**What you have to do**
Write out the lines below again, replacing every "one point per instance" with "a single point for each instance" and changing nothing else. Leave the pictures out.

**Provided information**

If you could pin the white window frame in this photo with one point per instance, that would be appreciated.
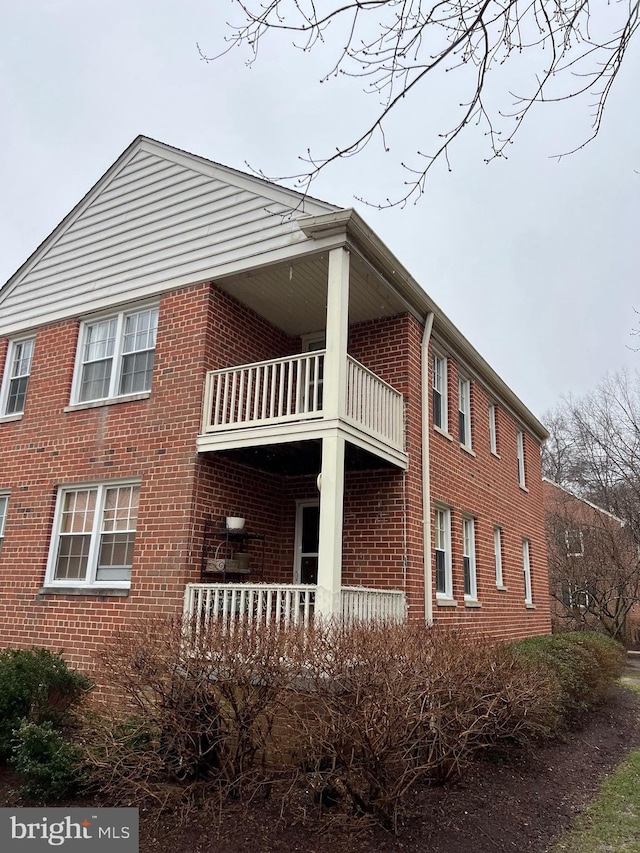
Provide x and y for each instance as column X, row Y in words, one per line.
column 469, row 558
column 439, row 386
column 568, row 534
column 298, row 553
column 520, row 454
column 493, row 428
column 464, row 411
column 442, row 537
column 4, row 511
column 14, row 371
column 526, row 570
column 95, row 533
column 497, row 555
column 116, row 357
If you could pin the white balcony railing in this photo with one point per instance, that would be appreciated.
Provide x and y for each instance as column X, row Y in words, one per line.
column 284, row 604
column 291, row 389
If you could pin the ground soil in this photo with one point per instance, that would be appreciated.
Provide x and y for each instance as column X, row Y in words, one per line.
column 522, row 804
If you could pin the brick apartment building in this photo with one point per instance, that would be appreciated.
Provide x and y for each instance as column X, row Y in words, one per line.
column 191, row 344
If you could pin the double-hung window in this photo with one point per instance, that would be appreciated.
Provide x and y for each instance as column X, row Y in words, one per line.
column 115, row 355
column 16, row 376
column 94, row 535
column 469, row 558
column 520, row 455
column 575, row 543
column 497, row 555
column 444, row 584
column 440, row 391
column 464, row 411
column 4, row 506
column 526, row 568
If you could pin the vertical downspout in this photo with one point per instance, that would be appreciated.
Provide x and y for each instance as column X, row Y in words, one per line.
column 426, row 472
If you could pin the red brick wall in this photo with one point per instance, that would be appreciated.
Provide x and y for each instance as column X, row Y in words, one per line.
column 201, row 328
column 486, row 487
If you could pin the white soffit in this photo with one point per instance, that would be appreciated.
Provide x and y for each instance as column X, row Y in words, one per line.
column 158, row 219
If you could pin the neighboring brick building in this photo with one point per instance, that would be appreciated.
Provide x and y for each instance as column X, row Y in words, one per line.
column 594, row 578
column 193, row 343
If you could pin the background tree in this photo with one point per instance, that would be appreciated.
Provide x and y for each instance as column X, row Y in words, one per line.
column 506, row 55
column 594, row 450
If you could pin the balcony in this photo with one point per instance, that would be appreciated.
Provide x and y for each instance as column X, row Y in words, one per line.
column 284, row 604
column 282, row 399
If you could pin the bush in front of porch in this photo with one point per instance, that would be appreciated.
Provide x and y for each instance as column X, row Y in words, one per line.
column 342, row 719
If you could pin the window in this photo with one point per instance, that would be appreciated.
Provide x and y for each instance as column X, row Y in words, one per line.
column 575, row 543
column 464, row 411
column 497, row 554
column 116, row 356
column 16, row 376
column 440, row 392
column 95, row 530
column 526, row 568
column 520, row 453
column 469, row 558
column 444, row 585
column 493, row 434
column 4, row 505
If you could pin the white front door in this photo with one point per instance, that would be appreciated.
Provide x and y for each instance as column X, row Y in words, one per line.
column 306, row 542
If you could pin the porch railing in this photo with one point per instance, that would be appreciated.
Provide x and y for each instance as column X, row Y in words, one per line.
column 372, row 605
column 291, row 389
column 284, row 604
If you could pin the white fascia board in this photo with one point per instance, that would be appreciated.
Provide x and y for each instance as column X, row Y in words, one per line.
column 348, row 221
column 141, row 292
column 597, row 508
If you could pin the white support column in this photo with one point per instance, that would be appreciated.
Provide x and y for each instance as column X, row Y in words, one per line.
column 333, row 444
column 335, row 361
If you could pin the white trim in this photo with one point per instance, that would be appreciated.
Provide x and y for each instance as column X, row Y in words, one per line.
column 464, row 409
column 90, row 581
column 526, row 569
column 116, row 357
column 585, row 501
column 447, row 592
column 301, row 505
column 8, row 377
column 469, row 552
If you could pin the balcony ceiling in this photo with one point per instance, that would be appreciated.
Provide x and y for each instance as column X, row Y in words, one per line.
column 293, row 296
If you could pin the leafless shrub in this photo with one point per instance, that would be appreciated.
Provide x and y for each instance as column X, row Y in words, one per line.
column 391, row 706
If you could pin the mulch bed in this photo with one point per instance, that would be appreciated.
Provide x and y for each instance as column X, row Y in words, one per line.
column 523, row 804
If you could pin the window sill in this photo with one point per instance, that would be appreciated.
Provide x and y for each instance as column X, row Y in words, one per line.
column 98, row 591
column 446, row 602
column 443, row 432
column 110, row 401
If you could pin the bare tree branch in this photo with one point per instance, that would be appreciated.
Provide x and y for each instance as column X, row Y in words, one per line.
column 398, row 47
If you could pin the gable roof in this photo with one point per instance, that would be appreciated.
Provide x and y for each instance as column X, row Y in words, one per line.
column 157, row 219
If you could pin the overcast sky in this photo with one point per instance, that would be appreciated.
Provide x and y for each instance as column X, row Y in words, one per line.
column 535, row 261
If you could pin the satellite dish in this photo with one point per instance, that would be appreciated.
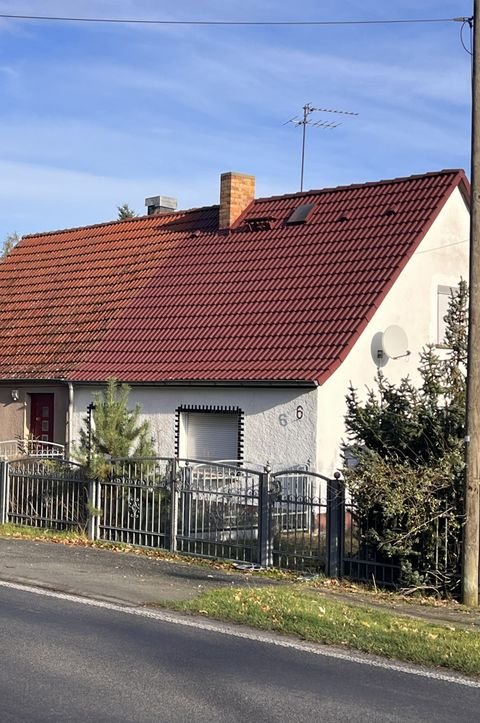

**Answer for this exercise**
If you could pin the white window frame in this photo with a single point for each instance, that would be appreciated.
Provide x and y for each instance as column X, row Y in words, one per line.
column 469, row 558
column 439, row 386
column 568, row 534
column 298, row 553
column 520, row 454
column 493, row 428
column 464, row 411
column 442, row 537
column 4, row 511
column 14, row 371
column 526, row 570
column 95, row 533
column 497, row 555
column 116, row 357
If you could pin the white balcony railing in this photo with a single point for each instance, that would be appreciated.
Provide x and y for each instance as column X, row Y in words, one per line.
column 284, row 604
column 291, row 389
If you could pin the ground soil in this photo with a single point for each instance, that would be appreciated.
Provide x and y for each instance as column X, row Y in words, one per line.
column 522, row 804
If you could pin the brick apartment building in this photo with a single point for each instance, that would be appreciated.
Provide x and y for each instance as column X, row Y in words, one per line.
column 191, row 344
If you could pin the double-hung window in this photo with a single point for each instance, that would be appreciated.
Provide x and y for each instance as column X, row Y in words, one per line.
column 115, row 355
column 16, row 376
column 94, row 535
column 469, row 558
column 520, row 455
column 575, row 543
column 497, row 555
column 444, row 584
column 440, row 391
column 464, row 411
column 4, row 506
column 526, row 568
If you could pin the vertical downspout in this photo with a single point for each instance, that would be appreciated.
Provide x and y for each instance as column X, row Y in words, one per line.
column 426, row 472
If you could pin the red brick wall in this photo with a single point for each instance, that would be appreciated.
Provide x and y for each instance as column X, row Y in words, one per line.
column 201, row 328
column 486, row 487
If you could pin the white soffit in this photo with a single point for each instance, that would be appreciated.
Provide x and y for each instance as column X, row Y in words, one per line.
column 158, row 219
If you could pin the neighboring brick building in this photo with a single point for each instance, that would be appreciated.
Provide x and y for each instance as column X, row Y in words, one per line.
column 594, row 578
column 193, row 343
If you could pin the background tree in this photo with a single point for each instance, that would be appreciated.
Provide x and y for each instance as column X, row Y in words, one per line.
column 506, row 55
column 594, row 450
If you could pin the balcony in this photo with a single point for each instance, that would be appreciated.
Provide x and y for each instance as column X, row Y in words, one per line.
column 284, row 604
column 282, row 399
If you could pin the bush in front of porch in this photo with a single point for each instance, that would be appreciated.
Provide x and y for each instance as column X, row Y in words, one per line.
column 342, row 719
If you could pin the window in this photo with a single point for each instance, that would be appreciated.
Provide x and y for each instance as column X, row Y in words, one per line.
column 575, row 543
column 464, row 411
column 497, row 554
column 116, row 356
column 16, row 376
column 440, row 392
column 95, row 530
column 526, row 568
column 520, row 453
column 469, row 558
column 444, row 585
column 493, row 434
column 4, row 505
If you could pin the white front door in this photo with a single point for each instance, that would be appreciated.
Provide x and y for each instance as column X, row Y in words, one per line.
column 306, row 542
If you could pin the porch railing in this photo with a single point for each instance, that would be appreciated.
Provide x and y for each instance as column X, row Y in words, one per line.
column 372, row 605
column 291, row 389
column 284, row 604
If you could pin the white fascia board in this photo with a single point for each instance, that would be appreciated.
Provide x and y for each instance as column X, row Y in words, one per line.
column 348, row 221
column 141, row 292
column 597, row 508
If you could pin the white support column in this photo with a single point for each instance, that would be appreciated.
Provide x and y for each instance as column X, row Y in words, one per line.
column 333, row 444
column 335, row 361
If you could pin the white trim in this photo with a single point for each instance, that would be appreciated.
Provide x and y for each instance as column X, row Y in words, one per line.
column 464, row 409
column 90, row 581
column 526, row 569
column 116, row 357
column 585, row 501
column 447, row 592
column 301, row 505
column 8, row 377
column 469, row 552
If you could pin the balcony ceiling in this photo with a single point for each instance, that would be appreciated.
Provide x and y for each instance as column X, row Y in words, one per line.
column 293, row 296
If you could pin the leafless shrub in this photo with a single point for each instance, that would be appreciated.
Provide x and y for each instance as column X, row Y in words, one per line.
column 391, row 706
If you could pin the mulch bed in this photo with a single point for each instance, that would be appreciated.
Provide x and y for each instance as column X, row Y in words, one per line.
column 523, row 804
If you could pin the window sill in this photo with a single point for each instance, that would be appreciated.
Provide x and y for each instance as column X, row Y in words, one per line.
column 98, row 591
column 446, row 602
column 443, row 432
column 110, row 401
If you could pin the bare tree branch in this photo with a single point for each instance, that would be appreciated.
Provide x and y for each instance as column X, row Y in words, one per line.
column 398, row 47
If you could pin the gable roof in this photo with a single point for each instance, that would be appreciated.
Provide x and y for each instance as column X, row Y in words, one per line.
column 157, row 219
If you could pin the overcast sky in this photo with a single point for each instance, that would be appreciated.
Provide x and y for each instance as column X, row Y in words, one per line.
column 535, row 261
If you could pin the satellite dish in this photo with a single point for each instance, that would be appreciated.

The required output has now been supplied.